## Available data:
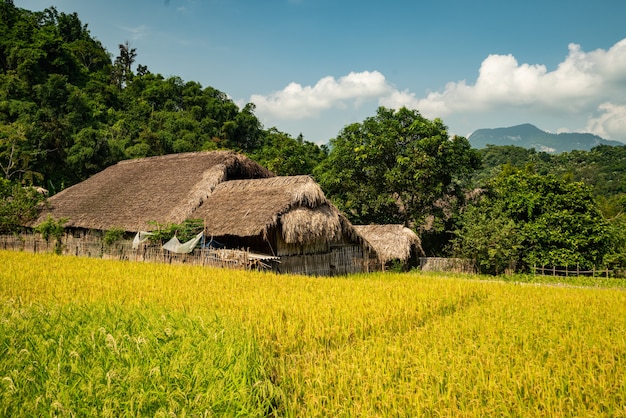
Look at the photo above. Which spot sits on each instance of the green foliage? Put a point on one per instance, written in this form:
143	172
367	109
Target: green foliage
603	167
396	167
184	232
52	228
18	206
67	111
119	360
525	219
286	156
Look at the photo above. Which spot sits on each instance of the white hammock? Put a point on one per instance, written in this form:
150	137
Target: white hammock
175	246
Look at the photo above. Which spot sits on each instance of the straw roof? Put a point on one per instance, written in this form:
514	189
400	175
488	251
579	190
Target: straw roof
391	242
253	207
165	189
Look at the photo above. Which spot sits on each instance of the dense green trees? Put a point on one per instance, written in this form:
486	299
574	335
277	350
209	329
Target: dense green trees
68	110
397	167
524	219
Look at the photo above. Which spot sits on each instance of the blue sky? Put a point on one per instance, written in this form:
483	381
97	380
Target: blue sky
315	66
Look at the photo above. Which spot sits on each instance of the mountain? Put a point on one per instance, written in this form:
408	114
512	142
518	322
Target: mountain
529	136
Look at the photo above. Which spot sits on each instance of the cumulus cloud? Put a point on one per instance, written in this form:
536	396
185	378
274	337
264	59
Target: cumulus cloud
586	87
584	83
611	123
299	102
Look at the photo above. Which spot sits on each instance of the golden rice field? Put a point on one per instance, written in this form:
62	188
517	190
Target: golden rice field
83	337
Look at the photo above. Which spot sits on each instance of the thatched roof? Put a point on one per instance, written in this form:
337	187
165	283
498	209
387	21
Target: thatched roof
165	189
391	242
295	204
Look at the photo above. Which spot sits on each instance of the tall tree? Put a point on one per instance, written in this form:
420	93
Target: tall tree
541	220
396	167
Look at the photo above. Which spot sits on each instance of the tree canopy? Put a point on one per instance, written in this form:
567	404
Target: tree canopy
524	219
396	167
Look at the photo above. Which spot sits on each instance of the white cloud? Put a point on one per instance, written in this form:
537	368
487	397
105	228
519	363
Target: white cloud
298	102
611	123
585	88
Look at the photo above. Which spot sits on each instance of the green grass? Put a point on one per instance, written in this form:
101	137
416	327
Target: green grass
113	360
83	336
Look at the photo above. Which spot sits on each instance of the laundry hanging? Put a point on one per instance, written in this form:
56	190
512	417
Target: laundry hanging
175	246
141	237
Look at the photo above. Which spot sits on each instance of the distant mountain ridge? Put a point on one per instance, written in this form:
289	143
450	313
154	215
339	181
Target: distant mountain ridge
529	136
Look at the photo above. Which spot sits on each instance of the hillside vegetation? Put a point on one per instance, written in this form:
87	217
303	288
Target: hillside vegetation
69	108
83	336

## Exercise brief:
Quote the records in full and exactly; skip any image.

## Exercise answer:
Look at the photo above. Which spot sits on each instance of the green foliage? Put a point on one per instance, written in this form:
143	172
367	109
Target: green foliage
603	167
396	167
184	232
52	228
18	206
67	111
119	360
525	219
286	156
Look at the photo above. Which spot sits on each instance of the white hammock? Put a point on one per instance, written in this form:
150	137
Target: white hammock
175	246
Look at the photo above. Which spot sits on each instance of the straw roof? Put a point on one per instance, written in this form:
514	189
400	175
488	251
579	190
Target: straw roof
391	242
253	207
165	189
Look at the photo above. Which spot sits on each instance of the dense green trees? Put a point on one per instance, written in this form:
486	299
574	335
277	350
209	329
Target: dense green trees
68	110
397	167
524	219
Look at the photo above. Which spot sits on each instance of the blue sky? Put a point on one per instance, written in this form:
483	381
97	380
Target: blue sky
315	66
Look at the photo above. Which spot sits on each instance of the mountain? Put a point on one per instance, written in this form:
408	114
512	142
518	322
Target: mountain
529	136
Look at the photo above. Which spot sits on each instance of the cumulus cloud? Put a point on one per instance, written in this form:
536	396
185	378
274	337
264	59
Target: cumulus cloud
586	87
584	83
611	123
299	102
Look at the photo above. Which spot sits on each instance of the golden rice field? Put a point on one per instance, written in this form:
62	188
517	190
Target: golden rice field
83	337
Look at the photo above. Which spot sits on each instance of the thatched roof? Put a point on one per instance, written in this form:
337	187
165	283
498	209
387	21
Target: thatched roof
165	189
391	242
295	204
Look at the photo above. Which spot sits on each instance of the tall tree? Put a point on one per instance, written in this form:
420	93
Target: tall tree
541	220
396	167
Look at the photo above. Which spot sits on each instance of the tree canopy? Put a point on one per instance, written in this form:
567	404
Target: tree canopy
524	219
396	167
Look at the photo above. Which spot sits on each instance of the white cloud? Put a point on one per instance, written in this form:
537	368
487	397
105	228
519	363
Target: white cloud
298	102
611	123
585	88
Look at the photo above. Which spot sits on each instance of the green grass? Put a point on one per instance, written in this form:
101	137
416	327
Target: green grass
113	360
83	336
Look at the photo above. Which spot sits on each instance of the laundry hanging? Put a point on one per instance, written in this form:
56	190
512	417
Target: laundry hanging
175	246
141	237
Look at the photo above. Which spot sits on each instance of the distant mountain ridge? Put a point on one per instance, written in this form:
289	143
450	313
154	215
339	181
Target: distant mountain ridge
529	136
Look at the photo above. Which spot sits on each instance of the hillside vegetation? Put a point on one per instance, written in this form:
87	217
303	288
Target: hillside vegetation
69	108
83	336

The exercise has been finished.